Ich ärgere mich jetzt seit etwa zwei Jahren darüber. Letzte Woche hatten wir deswegen sogar etwas Ärger miteinander. Ich glaube, es ist jetzt an der Zeit, dass ich mir die Sache mal genauer mit Hilfe von Marshall Rosenbergs Gewaltfreier Kommunikation angucke.


Marshall Rosenberg hat seinen Prozess in vier Schritte unterteilt, wobei ich diese Schritte im Falle eines Konflikts mit jemand anderem erst auf mich und dann auf den anderen anwende. Der folgende Prozess ist nur für meine eigenen Ohren bestimmt. Andrew wird ihn so nie mitbekommen. Falls es nötig werden sollte, etwas davon an ihn weiter zu kommunizieren, werden die Formulierungen natürlich anders ausfallen. Natürlicher und lebensechter. Aber wenn ich für mich selber Klarheit gewinnen möchte, ist dieser Prozess für mich einfach unbezahlbar und IMMER wirksam.

Gespeicherte Einträge
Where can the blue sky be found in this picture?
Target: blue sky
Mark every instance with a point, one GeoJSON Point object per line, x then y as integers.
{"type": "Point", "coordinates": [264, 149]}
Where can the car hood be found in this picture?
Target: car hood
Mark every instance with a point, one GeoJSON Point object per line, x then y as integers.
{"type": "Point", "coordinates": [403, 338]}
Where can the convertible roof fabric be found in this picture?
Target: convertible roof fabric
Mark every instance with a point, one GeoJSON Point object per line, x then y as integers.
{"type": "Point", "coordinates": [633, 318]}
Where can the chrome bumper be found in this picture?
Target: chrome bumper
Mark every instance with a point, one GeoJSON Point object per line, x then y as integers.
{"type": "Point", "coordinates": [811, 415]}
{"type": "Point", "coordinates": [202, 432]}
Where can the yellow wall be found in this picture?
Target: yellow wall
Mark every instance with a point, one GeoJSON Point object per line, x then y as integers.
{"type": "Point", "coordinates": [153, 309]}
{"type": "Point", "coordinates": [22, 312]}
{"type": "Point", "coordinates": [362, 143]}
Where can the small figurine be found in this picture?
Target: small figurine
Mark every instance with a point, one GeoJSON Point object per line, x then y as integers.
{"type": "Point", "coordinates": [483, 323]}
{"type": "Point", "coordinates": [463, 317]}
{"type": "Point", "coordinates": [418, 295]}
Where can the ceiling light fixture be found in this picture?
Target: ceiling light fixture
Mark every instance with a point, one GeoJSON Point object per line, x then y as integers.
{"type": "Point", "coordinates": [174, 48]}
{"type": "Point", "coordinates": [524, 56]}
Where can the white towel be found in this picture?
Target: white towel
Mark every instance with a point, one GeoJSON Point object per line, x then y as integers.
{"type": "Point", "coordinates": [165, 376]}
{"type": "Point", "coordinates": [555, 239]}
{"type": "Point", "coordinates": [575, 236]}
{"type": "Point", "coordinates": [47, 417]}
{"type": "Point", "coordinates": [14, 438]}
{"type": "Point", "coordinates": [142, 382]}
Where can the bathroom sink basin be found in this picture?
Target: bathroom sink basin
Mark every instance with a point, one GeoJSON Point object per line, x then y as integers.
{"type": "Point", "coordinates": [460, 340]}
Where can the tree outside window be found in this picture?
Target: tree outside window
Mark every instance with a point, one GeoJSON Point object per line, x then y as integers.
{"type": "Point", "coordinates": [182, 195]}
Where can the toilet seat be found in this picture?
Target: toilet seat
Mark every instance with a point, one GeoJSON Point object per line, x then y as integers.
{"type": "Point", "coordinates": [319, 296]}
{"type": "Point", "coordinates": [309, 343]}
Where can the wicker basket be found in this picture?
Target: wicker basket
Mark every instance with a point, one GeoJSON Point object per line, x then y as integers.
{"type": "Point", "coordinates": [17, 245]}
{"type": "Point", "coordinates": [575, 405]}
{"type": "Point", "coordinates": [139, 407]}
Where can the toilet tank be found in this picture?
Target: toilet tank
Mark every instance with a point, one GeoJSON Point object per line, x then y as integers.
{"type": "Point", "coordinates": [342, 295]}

Arbeitsauftrag
Gib aus dem Text über Gewaltfreie Kommunikation den Abschnitt wortgetreu wieder, der mit „Marshall Rosenberg hat“ beginnt und bis einschließlich „und IMMER wirksam.“ reicht. Die Einträge stammen aus einer anderen Quelle.

Schriftliche Antwort
Marshall Rosenberg hat seinen Prozess in vier Schritte unterteilt, wobei ich diese Schritte im Falle eines Konflikts mit jemand anderem erst auf mich und dann auf den anderen anwende. Der folgende Prozess ist nur für meine eigenen Ohren bestimmt. Andrew wird ihn so nie mitbekommen. Falls es nötig werden sollte, etwas davon an ihn weiter zu kommunizieren, werden die Formulierungen natürlich anders ausfallen. Natürlicher und lebensechter. Aber wenn ich für mich selber Klarheit gewinnen möchte, ist dieser Prozess für mich einfach unbezahlbar und IMMER wirksam.